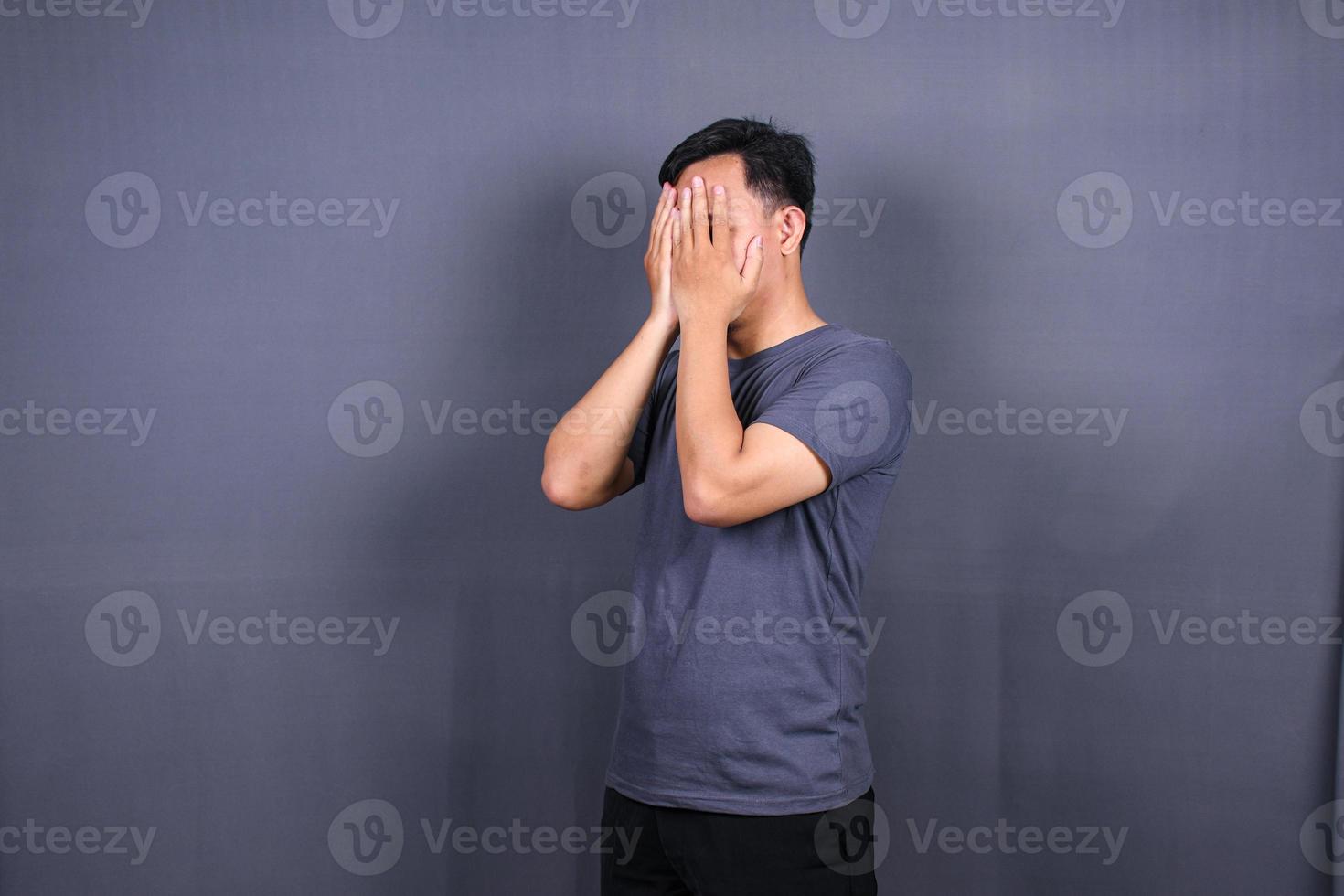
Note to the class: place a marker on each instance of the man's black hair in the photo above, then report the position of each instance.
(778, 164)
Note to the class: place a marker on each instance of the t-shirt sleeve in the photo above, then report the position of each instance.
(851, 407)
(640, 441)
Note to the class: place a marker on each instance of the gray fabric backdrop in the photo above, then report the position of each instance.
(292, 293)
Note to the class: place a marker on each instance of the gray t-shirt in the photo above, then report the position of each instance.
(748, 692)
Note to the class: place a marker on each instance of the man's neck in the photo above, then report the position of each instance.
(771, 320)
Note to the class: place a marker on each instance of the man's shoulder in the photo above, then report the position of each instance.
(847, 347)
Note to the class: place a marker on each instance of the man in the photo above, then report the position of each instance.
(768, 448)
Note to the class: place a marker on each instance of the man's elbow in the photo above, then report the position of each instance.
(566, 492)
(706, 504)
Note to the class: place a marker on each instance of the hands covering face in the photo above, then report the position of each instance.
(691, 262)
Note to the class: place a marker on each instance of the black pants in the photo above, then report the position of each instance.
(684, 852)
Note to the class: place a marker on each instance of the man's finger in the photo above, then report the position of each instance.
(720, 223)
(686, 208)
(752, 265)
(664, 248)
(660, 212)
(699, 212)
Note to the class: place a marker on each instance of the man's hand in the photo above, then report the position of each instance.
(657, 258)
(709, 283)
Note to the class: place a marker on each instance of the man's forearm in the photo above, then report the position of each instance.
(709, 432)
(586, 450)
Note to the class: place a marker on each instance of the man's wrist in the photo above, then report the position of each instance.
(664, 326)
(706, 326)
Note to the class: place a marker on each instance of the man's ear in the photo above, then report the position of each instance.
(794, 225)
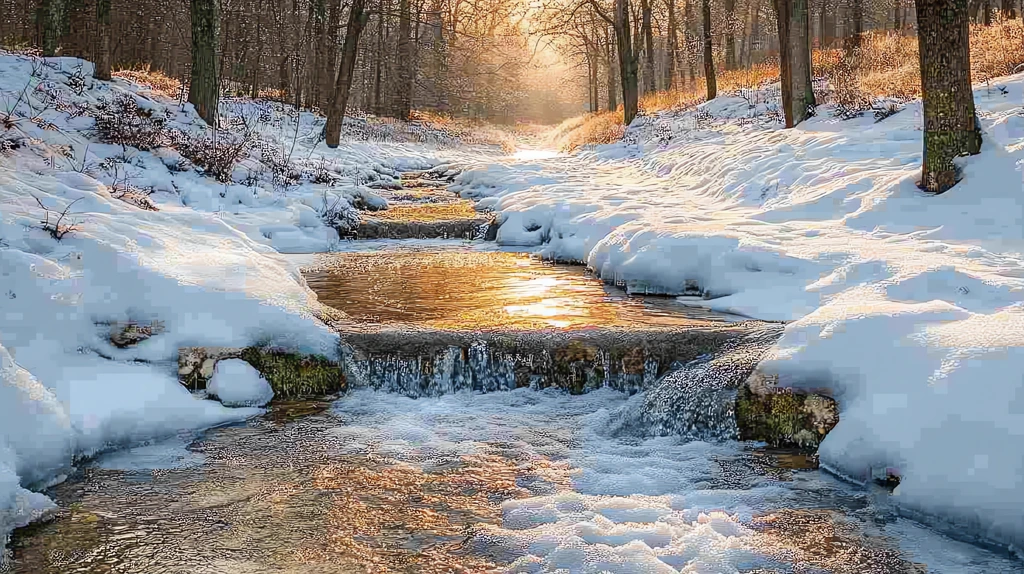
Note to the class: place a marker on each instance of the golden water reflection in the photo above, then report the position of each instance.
****************************************
» Exercise prompt
Transcribe each entry precisely as given, leaving the pictures out.

» Solution for this exercise
Note to the class: place a marker on each instance of the man's black hair in the photo above, then report the position of each instance.
(778, 164)
Note to the class: place a marker on each instance of the t-shirt sleeve in the photo above, then report the position of each instance.
(851, 407)
(640, 441)
Note to the class: place a marker on each instance of the gray fabric backdrop in the photo above, then report the position of each instance.
(292, 293)
Note to the class: place a marker on each instance of the gray t-shirt in the photo above, then report the position of each instance.
(748, 692)
Note to the class: place a marker on each instance of the man's neck in the photo above, then report the position of each instance.
(771, 320)
Note to the class: place a marker on each instance of the man's shoulder in the photo above, then report the position of each instance.
(847, 347)
Note to the class: place a marker on each instance of the man in the photo above, then report the position of each instance.
(768, 448)
Note to the class: place a marker on each instance of the man's elbow in the photo above, then report the position of each instance.
(566, 492)
(706, 504)
Note to the class: place a marker on each instance of the hands covering face in the photo above, then report the position of each instance.
(691, 262)
Note to the class: place a marker on each instance of the black pants in the photo above, then report the position of each instance.
(684, 852)
Note to the class: place a marker on each instance of the man's finger in the photo above, then report the position of each instance.
(720, 223)
(686, 208)
(752, 265)
(664, 248)
(660, 212)
(699, 212)
Note to the class: place a marker on each instance of the man's hand in the photo above, then report the position of each instance.
(657, 258)
(709, 283)
Note to the class: place a marker on each instance of the man's forearm in the photo above, then report the position of each instance.
(709, 432)
(586, 450)
Note to the class: place a marker on each instance of the man's wrist in the photo above, then report the position of each instance.
(664, 326)
(706, 326)
Note to the class: place a marker on each instance of the man's ear in the photo above, then report the position of each instance.
(794, 225)
Note to the class: place a marker on each instance of the golden water reflection in the photo above, then report the position of each instance.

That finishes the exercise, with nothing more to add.